Exercise instructions: From the concert report below, list every person named with both a first name and a surname.

Source passage:
KF Gallery Open Stage Celebrates Korea-Chile Relations  'Duo Concert’ Presents Fantastic Harmony of Flute and Piano  Flutist Viviana Guzman and pianist Mahani Teave

On October 26, the KF Gallery Open Stage program presented the "50th Anniversary of Korea-Chile Diplomatic Relations: Duo Concert." Flutist Viviana Guzman and pianist Mahani Teave, two of Chile's foremost musicians, brought down the house with their masterful performance of a colorful repertoire, ranging from classical music to passionate works of tango.


Korea and Chile, the flute and the piano, and classical music and tango - all this was part of a meaningful encounter and delightful experience on October 26, when the KF Gallery Open Stage 5 offered the "50th Anniversary of Korea-Chile Diplomatic Relations: Duo Concert" at the KF Cultural Center Gallery.

▲ Ambassador Hernan Brantes of the Chilean Embassy to Korea delivers welcoming remarks.To celebrate the cooperative relations between Korea and Chile over the past 50 years, the Korea Foundation and the Embassy of Chile in Korea jointly organized a concert featuring flutist Viviana Guzman and pianist Mahani Teave, two premier Chilean musicians, who presented an impressive performance that featured the exquisite harmony of the flute and piano. Viviana Guzman is a world-renowned flutist who annually performs at more than 80 concerts worldwide, including recitals, collaborations, and ensemble events. She has been described by The New York Times as "an imaginative artist."

Mahani Teave is a native of Easter Island, a UNESCO World Heritage site, and one of the most recognized young classical musicians in Chile. She received the APES Prize in Chile for Best Performance in 2008, for her Rachmaninov Concerto No. 1 with the Orquesta Sinfonica de Chile. That same year, El Mercurio, the most prominent newspaper in Chile, named her as one of the "100 leading women in Chile" while a documentary film has been made about her remarkable life story.

Boundary annotation records:
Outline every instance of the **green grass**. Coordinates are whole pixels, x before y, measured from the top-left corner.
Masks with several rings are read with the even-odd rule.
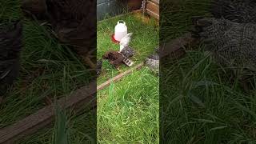
[[[126,22],[128,31],[134,33],[130,46],[135,50],[134,65],[145,60],[158,46],[158,26],[150,19],[143,23],[134,14],[103,20],[98,24],[98,58],[110,50],[118,50],[111,42],[118,20]],[[129,69],[125,66],[122,71]],[[107,61],[103,61],[102,74],[98,83],[118,74]],[[100,143],[158,143],[158,78],[143,68],[126,76],[98,92],[98,140]]]
[[[0,6],[1,20],[22,18],[24,24],[20,75],[0,106],[2,128],[46,106],[46,97],[54,102],[88,84],[92,75],[78,56],[54,38],[49,27],[22,17],[19,1],[0,1]],[[59,135],[63,135],[60,133],[63,122],[64,127],[70,129],[67,134],[70,136],[66,135],[68,141],[90,142],[91,127],[95,127],[95,123],[88,122],[95,122],[93,116],[95,117],[95,112],[86,113],[86,108],[82,116],[62,115],[57,118],[58,126],[46,128],[18,143],[58,143]]]
[[[8,21],[22,17],[18,1],[1,1],[0,6],[3,7],[0,11],[1,18]],[[118,45],[111,42],[110,36],[119,18],[125,20],[129,31],[134,33],[130,46],[136,51],[133,61],[135,62],[135,65],[138,64],[158,45],[158,26],[154,25],[154,20],[144,24],[133,15],[104,20],[98,23],[98,58],[101,58],[107,50],[118,49]],[[8,97],[5,102],[1,105],[0,128],[10,125],[46,106],[46,97],[54,101],[87,84],[91,79],[90,71],[80,62],[79,57],[65,45],[52,38],[51,30],[49,27],[39,26],[38,22],[26,18],[23,22],[24,46],[21,73],[14,88],[6,94]],[[118,71],[106,61],[104,61],[103,69],[98,79],[99,83],[118,74]],[[128,67],[122,67],[122,70],[127,69]],[[100,142],[111,143],[111,139],[114,140],[112,142],[125,143],[158,142],[158,78],[144,68],[120,83],[114,84],[114,89],[119,90],[114,90],[110,95],[114,98],[118,94],[120,98],[116,97],[118,99],[114,98],[113,101],[110,101],[110,106],[115,105],[122,108],[116,110],[116,112],[119,110],[122,114],[118,117],[118,119],[112,119],[116,123],[119,122],[120,127],[118,127],[118,124],[113,127],[110,123],[110,118],[103,118],[105,114],[114,117],[110,115],[112,111],[102,111],[110,110],[110,107],[104,106],[104,99],[108,97],[101,94],[105,94],[111,86],[99,92],[98,107],[101,109],[98,109],[98,112],[101,114],[98,117],[101,122],[98,130],[104,130],[106,134],[106,130],[109,130],[108,135],[106,135],[107,137],[104,137],[103,134],[100,134]],[[120,98],[122,101],[119,101]],[[94,139],[92,133],[96,130],[92,130],[92,127],[96,127],[93,122],[96,122],[95,111],[87,110],[84,108],[82,113],[75,115],[71,111],[57,110],[54,126],[46,127],[16,143],[91,143]],[[127,120],[127,125],[123,123]],[[123,132],[120,133],[120,130]],[[119,135],[116,135],[117,133],[120,133]]]
[[[158,78],[134,71],[98,93],[100,143],[158,143]]]
[[[119,45],[111,41],[114,26],[118,20],[124,20],[128,27],[128,32],[132,32],[133,36],[130,46],[135,50],[135,55],[131,58],[137,65],[150,54],[159,43],[159,26],[155,25],[155,20],[151,19],[149,23],[143,23],[142,20],[134,14],[118,16],[114,18],[98,22],[97,34],[97,57],[98,59],[108,50],[118,50]],[[122,66],[122,70],[128,67]],[[106,60],[103,61],[103,70],[98,78],[98,83],[102,83],[113,75],[117,75],[118,71]]]
[[[161,40],[191,28],[192,16],[210,16],[208,0],[162,2]],[[204,54],[203,46],[176,62],[162,61],[161,137],[166,143],[256,143],[255,90],[246,94],[237,79]]]
[[[0,5],[6,9],[19,7],[18,1],[1,1]],[[19,10],[15,9],[14,12],[1,11],[1,18],[6,21],[22,17]],[[0,127],[46,106],[46,96],[53,100],[58,98],[91,79],[78,57],[53,38],[49,28],[28,19],[23,19],[23,23],[20,75],[0,106]]]

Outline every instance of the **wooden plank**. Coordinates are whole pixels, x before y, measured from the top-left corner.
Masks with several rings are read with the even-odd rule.
[[[98,86],[97,86],[97,90],[100,90],[104,89],[105,87],[110,86],[111,82],[115,82],[117,81],[119,81],[122,77],[132,73],[135,70],[138,70],[138,69],[142,68],[143,66],[144,66],[143,62],[135,66],[134,67],[125,71],[124,73],[122,73],[122,74],[114,77],[113,78],[105,82],[104,83],[99,85]]]
[[[58,106],[63,109],[72,109],[76,112],[81,110],[81,107],[85,106],[94,108],[97,105],[96,91],[104,89],[111,82],[119,81],[124,76],[132,73],[135,70],[142,67],[144,63],[140,63],[130,70],[122,73],[114,78],[97,86],[96,82],[93,82],[89,86],[83,86],[69,96],[60,98],[57,101]],[[89,107],[89,108],[90,108]],[[13,143],[21,138],[37,132],[38,130],[50,125],[54,118],[54,105],[47,106],[38,112],[25,118],[24,119],[0,130],[0,144]]]

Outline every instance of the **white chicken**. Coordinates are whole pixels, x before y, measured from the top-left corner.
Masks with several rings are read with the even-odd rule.
[[[130,41],[130,38],[133,33],[127,34],[125,37],[123,37],[120,41],[120,50],[119,52],[121,53],[122,49],[129,46],[129,42]]]

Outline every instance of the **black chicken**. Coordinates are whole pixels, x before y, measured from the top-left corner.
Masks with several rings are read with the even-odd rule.
[[[37,2],[35,2],[35,1]],[[46,15],[55,36],[72,46],[92,68],[96,67],[96,0],[27,0],[23,11]]]
[[[21,21],[0,23],[0,97],[18,74],[22,31]]]
[[[97,66],[96,66],[97,76],[99,76],[101,74],[102,68],[102,59],[100,59],[97,61]]]

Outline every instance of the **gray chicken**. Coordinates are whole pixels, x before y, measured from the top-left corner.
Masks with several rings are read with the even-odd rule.
[[[159,74],[159,47],[155,49],[155,53],[150,55],[144,62],[153,72]]]
[[[22,31],[21,21],[0,24],[0,97],[18,75]]]
[[[206,50],[218,64],[242,76],[256,72],[255,24],[202,18],[196,25]]]

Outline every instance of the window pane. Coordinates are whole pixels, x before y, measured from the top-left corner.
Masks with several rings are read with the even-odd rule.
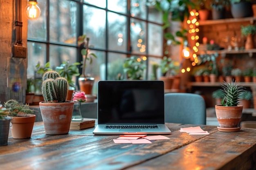
[[[106,0],[84,0],[83,2],[101,8],[106,7]]]
[[[146,22],[131,18],[131,46],[133,53],[146,54]]]
[[[124,78],[123,64],[126,57],[126,55],[124,54],[112,53],[108,53],[108,80],[117,80],[119,79],[119,77],[121,79]]]
[[[49,9],[50,41],[76,43],[76,3],[51,0]]]
[[[46,40],[46,1],[45,0],[38,0],[38,5],[41,10],[40,16],[36,20],[27,20],[28,38]]]
[[[108,47],[115,51],[127,51],[127,38],[126,17],[108,12]]]
[[[163,56],[163,30],[162,26],[148,24],[148,53]]]
[[[131,16],[146,20],[147,17],[146,0],[131,0]]]
[[[83,10],[83,32],[90,38],[89,45],[106,49],[106,11],[87,5]]]
[[[127,0],[109,0],[108,1],[108,9],[111,11],[126,13]]]
[[[162,24],[162,13],[153,6],[148,7],[148,20]]]

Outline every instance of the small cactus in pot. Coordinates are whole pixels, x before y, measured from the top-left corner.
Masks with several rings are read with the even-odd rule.
[[[66,78],[61,77],[56,71],[48,71],[43,75],[42,93],[45,103],[66,102],[68,84]]]

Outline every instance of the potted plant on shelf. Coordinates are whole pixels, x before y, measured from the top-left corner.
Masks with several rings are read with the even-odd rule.
[[[0,104],[0,146],[8,144],[9,135],[9,127],[11,118],[7,117],[6,109],[2,108],[2,105]]]
[[[251,0],[230,0],[231,14],[235,18],[252,16]]]
[[[43,75],[42,93],[44,101],[39,107],[47,135],[63,135],[70,130],[74,102],[67,101],[68,83],[56,71],[47,71]]]
[[[241,96],[241,102],[240,104],[243,106],[243,108],[250,108],[251,100],[252,98],[252,93],[251,91],[245,91]]]
[[[221,104],[215,105],[216,116],[219,123],[219,131],[236,132],[240,130],[239,122],[242,117],[243,106],[239,105],[244,87],[236,83],[234,80],[231,83],[225,82],[221,90],[224,97]]]
[[[72,79],[73,76],[79,76],[79,69],[77,66],[81,63],[76,62],[70,64],[69,61],[63,62],[60,66],[56,67],[56,71],[58,71],[61,77],[65,77],[67,80],[69,89],[67,95],[67,100],[72,100],[72,95],[74,91],[76,90],[76,84]]]
[[[8,117],[11,118],[10,128],[14,139],[26,139],[31,137],[36,120],[34,111],[27,104],[10,99],[4,102],[4,107],[7,109]]]
[[[254,44],[253,36],[256,33],[256,25],[249,24],[246,26],[241,26],[241,33],[246,37],[245,49],[254,49]]]
[[[135,56],[131,56],[127,58],[123,64],[124,72],[127,74],[128,79],[143,79],[146,66],[143,61],[139,59]]]
[[[92,98],[92,86],[94,81],[94,78],[90,75],[90,74],[85,73],[85,68],[86,68],[86,62],[89,60],[90,64],[92,62],[92,57],[97,58],[96,55],[90,52],[89,50],[89,37],[86,35],[83,35],[78,37],[78,45],[82,49],[81,49],[81,54],[83,55],[83,62],[81,66],[82,74],[78,79],[78,82],[81,91],[84,91],[88,97],[88,102],[90,98]],[[93,98],[93,97],[92,97]],[[94,98],[93,98],[94,100]]]
[[[224,97],[224,93],[220,89],[214,91],[212,94],[212,97],[215,99],[216,105],[221,104],[221,100]]]
[[[231,75],[233,76],[237,82],[242,82],[242,70],[239,68],[236,68],[231,70]]]
[[[163,75],[159,79],[164,81],[164,88],[180,88],[180,76],[178,74],[179,64],[165,56],[161,60],[159,68]]]

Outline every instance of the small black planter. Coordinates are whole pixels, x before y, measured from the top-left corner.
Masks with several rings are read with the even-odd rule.
[[[249,2],[241,2],[231,5],[231,14],[235,18],[252,16],[252,4]]]

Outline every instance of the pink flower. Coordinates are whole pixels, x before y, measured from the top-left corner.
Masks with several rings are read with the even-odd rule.
[[[85,93],[84,92],[76,92],[75,94],[73,96],[73,101],[79,101],[80,102],[85,102],[87,100],[87,97],[85,95]]]

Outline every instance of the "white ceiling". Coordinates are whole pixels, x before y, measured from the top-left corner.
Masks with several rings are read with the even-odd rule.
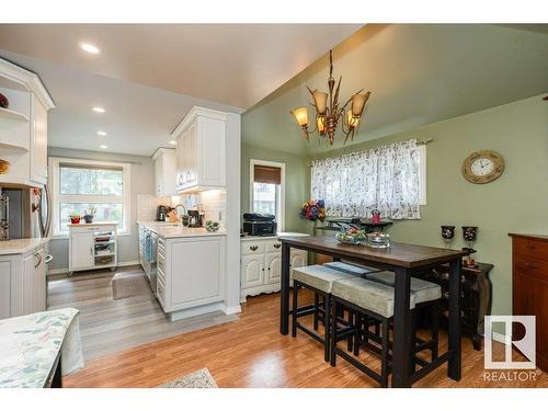
[[[1,24],[0,48],[248,109],[359,27],[359,24]],[[82,53],[79,48],[82,41],[96,45],[102,53]]]
[[[0,49],[0,57],[37,72],[57,107],[48,115],[48,145],[82,150],[151,156],[169,146],[169,135],[194,106],[241,109],[98,76]],[[106,110],[94,113],[93,106]],[[107,133],[105,137],[98,130]]]

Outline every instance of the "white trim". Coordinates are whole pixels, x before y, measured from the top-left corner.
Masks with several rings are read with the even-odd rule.
[[[175,126],[173,132],[170,133],[172,138],[179,137],[179,135],[191,124],[197,116],[220,119],[226,122],[228,118],[228,113],[219,112],[217,110],[205,109],[195,105],[189,113],[181,119],[181,122]]]
[[[220,310],[225,312],[227,316],[241,312],[241,306],[237,305],[235,307],[227,307],[226,305],[220,306]]]
[[[254,165],[278,167],[282,171],[282,184],[279,184],[279,219],[277,221],[277,231],[285,230],[285,162],[266,161],[250,159],[249,160],[249,210],[253,213],[253,182],[255,176]]]
[[[59,204],[59,163],[73,163],[73,164],[90,164],[98,167],[119,167],[123,170],[123,184],[124,193],[122,196],[122,208],[124,214],[123,230],[118,231],[118,236],[129,236],[132,233],[132,164],[127,162],[118,161],[98,161],[98,160],[85,160],[85,159],[70,159],[61,157],[49,157],[48,158],[48,174],[49,174],[49,186],[52,192],[52,221],[53,221],[53,233],[54,238],[68,238],[68,235],[59,231],[58,225],[58,204]],[[107,195],[85,195],[85,202],[119,202],[118,196],[107,196]],[[64,195],[64,198],[68,201],[81,201],[81,195]]]
[[[426,145],[418,146],[421,168],[419,169],[419,193],[421,196],[420,205],[426,205]]]
[[[135,260],[135,261],[123,261],[116,264],[116,267],[118,266],[128,266],[128,265],[139,265],[140,261]],[[47,275],[59,275],[59,274],[68,274],[69,269],[64,267],[64,269],[54,269],[54,270],[48,270]]]

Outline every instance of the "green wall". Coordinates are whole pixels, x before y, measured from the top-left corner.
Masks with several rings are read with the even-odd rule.
[[[453,248],[465,247],[460,226],[478,226],[476,259],[494,264],[493,315],[512,311],[511,239],[509,232],[548,235],[548,103],[544,96],[430,124],[364,144],[317,155],[366,150],[410,139],[427,139],[427,205],[420,220],[395,221],[396,241],[444,247],[441,225],[457,226]],[[475,150],[500,152],[506,169],[489,184],[468,183],[463,160]]]
[[[243,117],[246,118],[246,117]],[[244,125],[242,124],[243,133]],[[241,146],[241,210],[249,210],[249,164],[250,160],[278,161],[285,163],[285,230],[306,232],[307,221],[298,212],[310,195],[310,172],[308,159],[304,156],[242,144]]]

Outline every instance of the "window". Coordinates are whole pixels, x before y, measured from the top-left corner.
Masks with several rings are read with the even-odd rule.
[[[311,196],[329,216],[421,218],[426,204],[426,149],[416,140],[312,161]]]
[[[129,168],[127,163],[50,158],[54,236],[66,236],[69,215],[95,208],[93,221],[116,221],[129,233]]]
[[[284,230],[285,164],[250,161],[251,213],[276,216],[278,230]]]

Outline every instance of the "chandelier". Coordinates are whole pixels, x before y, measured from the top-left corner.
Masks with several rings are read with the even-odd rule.
[[[333,56],[332,50],[329,50],[329,94],[321,92],[317,89],[311,90],[308,85],[307,89],[312,95],[312,102],[310,103],[316,109],[316,119],[315,129],[308,129],[308,110],[307,107],[299,107],[293,110],[290,113],[295,116],[295,119],[302,129],[302,134],[310,140],[310,135],[318,133],[320,137],[328,137],[329,144],[332,145],[336,132],[336,126],[342,117],[342,132],[345,136],[344,142],[354,139],[354,134],[359,127],[359,121],[362,118],[362,113],[364,112],[365,103],[369,100],[370,91],[365,94],[361,94],[364,90],[359,90],[357,93],[353,94],[344,105],[339,106],[339,90],[341,88],[342,76],[339,78],[335,92],[333,94],[333,89],[335,85],[335,80],[333,79]],[[328,105],[329,99],[329,105]],[[346,111],[346,106],[351,104],[351,107]]]

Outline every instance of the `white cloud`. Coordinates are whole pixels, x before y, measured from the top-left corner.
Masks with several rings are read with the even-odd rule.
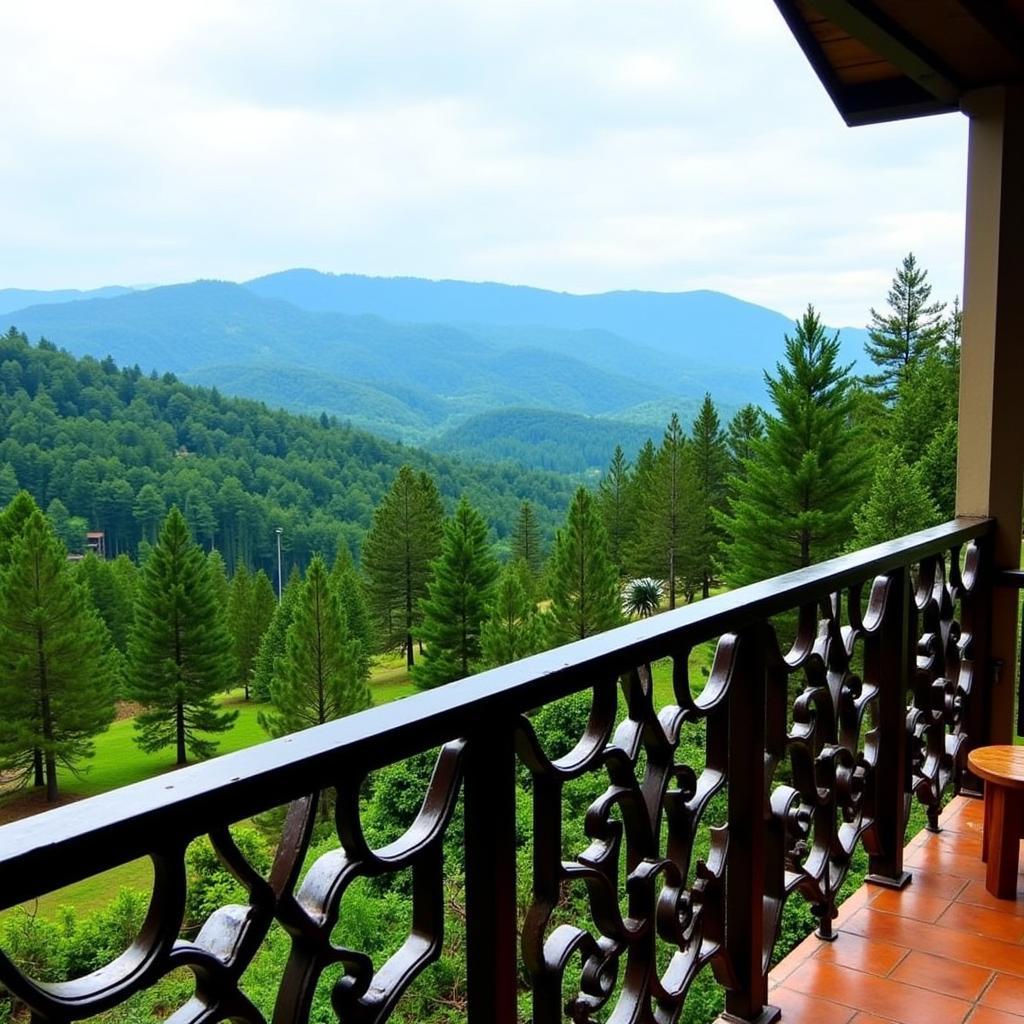
[[[8,6],[0,287],[313,265],[859,324],[908,249],[961,287],[964,121],[847,129],[764,0]]]

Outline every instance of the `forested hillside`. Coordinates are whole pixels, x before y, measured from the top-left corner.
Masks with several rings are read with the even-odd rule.
[[[560,473],[604,469],[616,444],[633,459],[652,431],[617,419],[574,416],[546,409],[482,413],[441,434],[431,447],[466,458],[512,459]]]
[[[435,450],[468,419],[500,411],[607,417],[656,433],[673,412],[692,418],[707,391],[723,412],[763,403],[762,371],[790,324],[714,292],[581,296],[312,270],[114,297],[18,294],[35,304],[8,323],[76,355],[170,371],[290,412],[327,412]],[[843,331],[844,361],[862,358],[862,339]],[[552,461],[564,438],[557,420],[545,424],[543,436],[535,424],[536,446],[499,453],[460,441],[460,451],[573,471],[603,462]]]
[[[463,465],[326,416],[274,412],[170,374],[34,346],[14,330],[0,338],[0,502],[25,487],[66,539],[102,529],[110,553],[155,540],[176,504],[229,567],[269,568],[279,525],[286,571],[313,551],[333,555],[339,537],[357,550],[403,463],[427,470],[450,506],[470,496],[499,540],[523,498],[550,534],[571,494],[554,474]]]

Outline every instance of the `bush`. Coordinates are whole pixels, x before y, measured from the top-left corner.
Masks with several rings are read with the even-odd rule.
[[[246,860],[260,874],[270,869],[266,840],[251,825],[236,825],[231,838]],[[246,903],[248,895],[234,876],[220,862],[213,844],[203,836],[185,853],[188,892],[185,896],[185,928],[199,928],[218,907]]]

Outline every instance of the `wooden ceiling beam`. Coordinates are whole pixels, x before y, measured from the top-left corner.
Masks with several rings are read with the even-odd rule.
[[[1006,4],[995,0],[956,0],[956,4],[1008,53],[1024,58],[1024,28]]]
[[[808,2],[819,14],[859,39],[941,102],[956,102],[963,94],[963,86],[942,61],[871,0]]]

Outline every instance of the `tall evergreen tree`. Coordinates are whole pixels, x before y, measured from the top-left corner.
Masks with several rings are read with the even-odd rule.
[[[433,480],[402,466],[374,512],[362,547],[367,597],[384,650],[404,650],[413,667],[413,634],[440,550],[440,500]]]
[[[0,573],[10,563],[14,542],[20,536],[25,524],[38,511],[39,506],[32,495],[28,490],[19,490],[3,512],[0,512]],[[33,785],[42,786],[46,779],[43,773],[43,752],[38,746],[33,752]]]
[[[355,644],[319,555],[313,556],[296,595],[270,700],[273,710],[260,712],[259,722],[271,736],[323,725],[371,705]]]
[[[206,563],[210,569],[210,583],[213,586],[217,604],[226,612],[231,601],[231,583],[227,579],[227,565],[224,563],[221,553],[216,549],[206,556]]]
[[[597,488],[597,507],[608,535],[608,553],[620,577],[626,574],[627,549],[636,528],[633,477],[621,444]]]
[[[260,641],[270,625],[275,605],[273,585],[267,574],[262,569],[251,574],[245,565],[239,565],[231,578],[227,627],[234,653],[234,682],[244,688],[246,700],[250,696]]]
[[[907,253],[889,289],[889,309],[871,309],[864,350],[880,372],[867,380],[887,399],[895,397],[906,368],[935,351],[945,335],[945,303],[930,303],[931,296],[928,271]]]
[[[580,487],[551,555],[550,646],[583,640],[623,622],[618,578],[596,502]]]
[[[649,480],[637,475],[639,528],[634,535],[632,561],[640,574],[665,580],[670,608],[676,606],[681,579],[687,589],[695,583],[695,511],[701,496],[687,447],[682,424],[673,413]]]
[[[729,447],[729,471],[743,475],[743,463],[754,456],[754,442],[764,437],[764,415],[757,406],[746,404],[729,420],[726,444]]]
[[[0,570],[9,562],[15,538],[39,506],[28,490],[19,490],[0,512]]]
[[[532,574],[521,559],[502,569],[494,601],[480,627],[481,668],[508,665],[543,648],[543,629],[532,589]]]
[[[462,679],[476,667],[480,626],[498,579],[487,524],[465,497],[444,521],[441,551],[431,570],[420,602],[419,636],[426,653],[413,669],[413,682],[424,689]]]
[[[14,467],[9,462],[0,463],[0,506],[13,501],[19,489]]]
[[[732,586],[810,565],[846,543],[865,485],[850,425],[853,381],[839,364],[839,335],[828,338],[813,306],[785,338],[785,364],[765,374],[775,415],[756,441],[746,475],[733,476],[721,522]]]
[[[173,507],[142,568],[135,622],[128,642],[128,678],[143,706],[135,741],[146,752],[175,748],[209,757],[238,712],[221,712],[215,695],[230,685],[232,658],[223,603],[213,571]]]
[[[90,552],[76,566],[75,577],[85,587],[92,606],[110,631],[114,646],[124,654],[128,649],[135,592],[130,584],[126,585],[128,578],[122,558],[131,565],[124,556],[109,562]]]
[[[919,466],[908,466],[899,449],[879,457],[867,501],[853,517],[854,547],[866,548],[904,534],[934,526],[939,510],[922,479]]]
[[[534,506],[528,501],[519,506],[519,515],[512,531],[512,561],[525,562],[534,580],[539,579],[544,569],[541,528],[537,524]]]
[[[0,572],[0,767],[27,779],[41,755],[50,803],[114,718],[110,634],[38,510]]]
[[[729,450],[718,410],[706,394],[690,432],[690,456],[696,478],[696,500],[690,505],[694,520],[693,561],[702,597],[711,593],[718,571],[722,527],[716,516],[725,511],[728,493]]]
[[[288,638],[288,627],[292,625],[295,612],[295,602],[302,588],[302,578],[299,570],[292,569],[288,583],[282,591],[281,602],[274,603],[270,625],[266,628],[256,652],[253,666],[253,681],[250,687],[253,699],[269,700],[273,690],[273,680],[278,676],[281,659],[285,656],[285,643]]]
[[[370,678],[370,656],[373,653],[373,625],[367,606],[366,587],[362,578],[352,562],[347,545],[339,545],[334,564],[331,566],[331,590],[338,601],[348,636],[355,644],[356,668],[360,678]]]
[[[164,499],[156,486],[152,483],[143,483],[131,507],[132,515],[143,541],[148,541],[150,544],[156,542],[160,520],[164,518],[166,510]]]

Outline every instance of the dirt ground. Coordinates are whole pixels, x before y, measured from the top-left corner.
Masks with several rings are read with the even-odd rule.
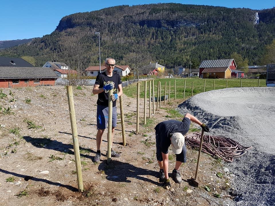
[[[145,126],[141,100],[140,133],[136,134],[136,100],[123,96],[126,146],[122,143],[118,102],[113,148],[121,152],[121,157],[107,164],[106,130],[101,162],[93,163],[97,95],[92,94],[92,86],[82,88],[74,87],[73,90],[85,189],[82,193],[78,191],[66,88],[6,88],[0,93],[0,98],[1,94],[7,95],[0,98],[0,205],[235,205],[231,176],[220,160],[202,154],[201,184],[198,187],[192,185],[198,155],[195,149],[188,150],[187,162],[180,171],[181,184],[170,178],[172,187],[168,191],[159,182],[154,128],[171,118],[166,117],[170,114],[166,108],[176,108],[182,100],[162,104]],[[196,126],[191,127],[200,128]],[[169,175],[175,161],[172,153],[170,150]],[[221,178],[217,175],[218,172],[224,174]]]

Exercise output:
Viviana Guzman
Mahani Teave
Hernan Brantes